> **AUFGABENSTELLUNG**
Zählen Sie alle Gebiete auf, die im Textauszug zu Svensmarks These in dem Satz mit „weder Experte für“ genannt werden.

> **AUSGEWÄHLTER TEXTAUSZUG**

- - - - -

Svensmarks These spielt in Vahrenholts Buch eine wichtige Rolle und da sie mit Astronomie zu tun hat, möchte ich sie hier ein bisschen genauer betrachten. Ich bin jetzt weder Experte für das Klima, noch für Meteorologie, die Sonne oder für kosmische Strahlung. Aber ich kann das tun, was auch alle anderen tun können: Mir die wissenschaftliche Fachliteratur zum Thema ansehen. Wie bei jeder spektakulären Hypothese muss auch die von Svensmark erst mal von anderen Wissenschaftlern untersucht und dann bestätigt oder widerlegt werden. Der ursprüngliche Artikel – Variation of cosmic ray flux and global cloud coverage-a missing link in solar-climate relationships” – erschien im Jahr 1997. Bis heute wurde er von anderen Wissenschaftlern über dreihundert Mal zitiert. Die Leute haben sich als durchaus damit beschäftigt und es stimmt definitiv nicht, dass Svensmarks Arbeit ignoriert wird, wie man oft hören kann.
Ich habe jetzt leider nicht die Zeit, alle dreihundert Artikel zu lesen. Ich habe aus der Liste alle Arbeiten aus den Jahren 2012 und 2011 genommen, die in referierten Fachzeitschriften erschienen sind und in denen vom Einfluss der Sonne auf das Klima die Rede ist. Ich habe mir angesehen, zu welchen Schlussfolgerungen die Wissenschaftler kommen. So sieht das aus (die Hervorhebungen sind von mir):
“Globally and annually averaged, the solar cycle modulation of Earth’s radiative forcing, arising from the increase in atmospheric ionization by galactic cosmic rays from solar maximum to minimum, via charged nucleation of aerosol, the direct aerosol effect, and the cloud albedo effect, amounts to -0.05 W m-2. A limited relevance of this variation for the Earth’s atmosphere and climate can be inferred, given that Earth’s radiative forcing changes by -0.24 W m-2 from solar maximum to minimum because of a decrease in total solar irradiance.” Kazil et al (2012)

- - - - -

> **AUSGEWÄHLTE EINTRÄGE**
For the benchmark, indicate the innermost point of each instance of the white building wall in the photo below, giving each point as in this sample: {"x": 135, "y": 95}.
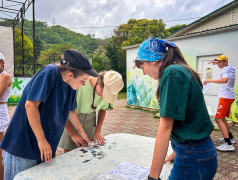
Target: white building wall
{"x": 205, "y": 47}
{"x": 6, "y": 48}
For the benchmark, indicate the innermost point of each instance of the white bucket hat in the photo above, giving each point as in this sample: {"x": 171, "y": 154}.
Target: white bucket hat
{"x": 1, "y": 56}
{"x": 112, "y": 85}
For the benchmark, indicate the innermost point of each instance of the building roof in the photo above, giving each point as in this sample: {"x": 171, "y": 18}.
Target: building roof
{"x": 222, "y": 19}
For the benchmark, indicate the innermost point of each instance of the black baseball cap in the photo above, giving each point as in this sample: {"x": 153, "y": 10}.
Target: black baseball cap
{"x": 78, "y": 60}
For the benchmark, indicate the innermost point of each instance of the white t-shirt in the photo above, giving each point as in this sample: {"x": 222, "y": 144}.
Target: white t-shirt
{"x": 227, "y": 89}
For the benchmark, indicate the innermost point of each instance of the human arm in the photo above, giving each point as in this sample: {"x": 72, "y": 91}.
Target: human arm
{"x": 161, "y": 146}
{"x": 5, "y": 81}
{"x": 33, "y": 116}
{"x": 218, "y": 81}
{"x": 97, "y": 134}
{"x": 76, "y": 123}
{"x": 74, "y": 136}
{"x": 213, "y": 62}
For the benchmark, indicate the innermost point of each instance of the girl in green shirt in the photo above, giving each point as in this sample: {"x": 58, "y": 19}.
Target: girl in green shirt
{"x": 98, "y": 94}
{"x": 184, "y": 117}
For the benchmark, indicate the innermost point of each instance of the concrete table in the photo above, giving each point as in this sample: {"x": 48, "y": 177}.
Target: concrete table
{"x": 78, "y": 164}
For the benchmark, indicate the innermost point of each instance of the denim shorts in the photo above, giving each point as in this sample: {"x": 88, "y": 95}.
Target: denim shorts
{"x": 4, "y": 117}
{"x": 194, "y": 160}
{"x": 14, "y": 164}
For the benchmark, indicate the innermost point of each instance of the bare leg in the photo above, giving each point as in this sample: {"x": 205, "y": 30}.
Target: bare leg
{"x": 223, "y": 126}
{"x": 1, "y": 166}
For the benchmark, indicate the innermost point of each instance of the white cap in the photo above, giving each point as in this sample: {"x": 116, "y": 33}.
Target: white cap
{"x": 1, "y": 56}
{"x": 112, "y": 85}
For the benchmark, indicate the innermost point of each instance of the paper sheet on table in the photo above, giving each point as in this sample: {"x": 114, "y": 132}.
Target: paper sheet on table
{"x": 131, "y": 171}
{"x": 205, "y": 88}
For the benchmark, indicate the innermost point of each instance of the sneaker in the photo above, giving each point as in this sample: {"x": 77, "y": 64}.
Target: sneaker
{"x": 233, "y": 140}
{"x": 225, "y": 147}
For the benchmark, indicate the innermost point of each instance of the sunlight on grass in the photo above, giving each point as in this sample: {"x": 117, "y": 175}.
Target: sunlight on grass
{"x": 121, "y": 95}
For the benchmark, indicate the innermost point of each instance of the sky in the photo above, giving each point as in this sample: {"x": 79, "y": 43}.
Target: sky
{"x": 101, "y": 17}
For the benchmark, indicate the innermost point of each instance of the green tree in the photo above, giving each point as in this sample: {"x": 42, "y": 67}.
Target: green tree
{"x": 136, "y": 31}
{"x": 174, "y": 29}
{"x": 53, "y": 54}
{"x": 28, "y": 52}
{"x": 100, "y": 61}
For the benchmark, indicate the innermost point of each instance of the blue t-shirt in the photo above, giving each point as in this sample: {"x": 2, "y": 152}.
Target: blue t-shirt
{"x": 57, "y": 100}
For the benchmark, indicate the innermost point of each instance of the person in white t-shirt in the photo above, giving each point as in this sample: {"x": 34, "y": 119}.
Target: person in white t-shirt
{"x": 227, "y": 97}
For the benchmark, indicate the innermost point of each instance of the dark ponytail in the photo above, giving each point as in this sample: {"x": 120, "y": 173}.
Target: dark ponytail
{"x": 174, "y": 56}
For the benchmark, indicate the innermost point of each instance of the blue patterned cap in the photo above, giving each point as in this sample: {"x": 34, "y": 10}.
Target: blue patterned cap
{"x": 152, "y": 49}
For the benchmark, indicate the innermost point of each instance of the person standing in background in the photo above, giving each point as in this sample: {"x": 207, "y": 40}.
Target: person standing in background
{"x": 5, "y": 89}
{"x": 227, "y": 97}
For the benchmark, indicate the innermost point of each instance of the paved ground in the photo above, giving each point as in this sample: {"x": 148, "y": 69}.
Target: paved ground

- - - - -

> **LÖSUNG**
das Klima, Meteorologie, die Sonne, kosmische Strahlung